▶ [REQUIREMENTS]: Please render the entries below as a two-column CSV with the headers text and answer, one row for each pairing of text with its answer. Put each value in a single quoted field with line breaks turned into spaces, and leave the pictures out.

▶ [SUPPLIED RECORDS]:
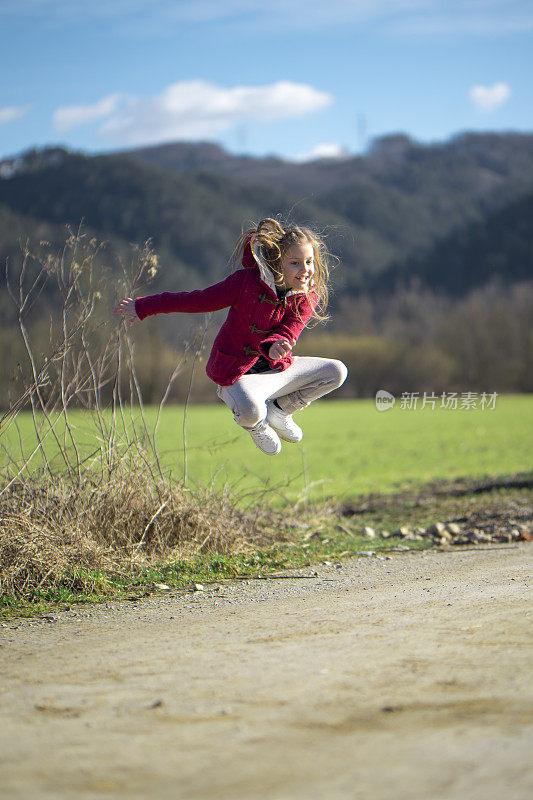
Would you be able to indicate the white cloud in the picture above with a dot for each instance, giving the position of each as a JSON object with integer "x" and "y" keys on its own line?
{"x": 197, "y": 109}
{"x": 489, "y": 98}
{"x": 325, "y": 150}
{"x": 11, "y": 113}
{"x": 73, "y": 116}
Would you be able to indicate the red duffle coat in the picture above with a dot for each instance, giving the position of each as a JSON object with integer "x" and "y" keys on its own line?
{"x": 256, "y": 317}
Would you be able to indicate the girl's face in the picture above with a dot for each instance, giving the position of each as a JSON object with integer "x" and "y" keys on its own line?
{"x": 298, "y": 266}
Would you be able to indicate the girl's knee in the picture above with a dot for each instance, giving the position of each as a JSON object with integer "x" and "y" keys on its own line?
{"x": 337, "y": 372}
{"x": 249, "y": 413}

▶ [OUTPUT OF THE EXERCISE]:
text,answer
"Would you be able to indicate the white cloud in the picture above with a dot for each instance, giving the position of each as a JSON object with integer ""x"" and ""y"" keys on its own line?","{""x"": 197, ""y"": 109} {""x"": 489, ""y"": 98} {""x"": 325, ""y"": 150} {""x"": 11, ""y"": 113} {""x"": 73, ""y"": 116}"
"Would you be able to indicate the red duffle coat in the picture above with a dot for each instance, giving the position of each as a JSON object with integer ""x"" and ""y"" keys on its own line?","{""x"": 256, ""y"": 317}"
"Would you be able to indicate the girl's face in the picture above with a dot for each instance, giving the position of each as a JSON object with integer ""x"" and ""y"" keys on its own line?","{""x"": 298, ""y"": 266}"
"Would you be able to indicate the girl's knee in the picture above with a dot for each instance, giving the position of each as a JSON object with integer ""x"" and ""y"" keys on its own line?","{""x"": 337, ""y"": 372} {""x"": 249, ""y"": 413}"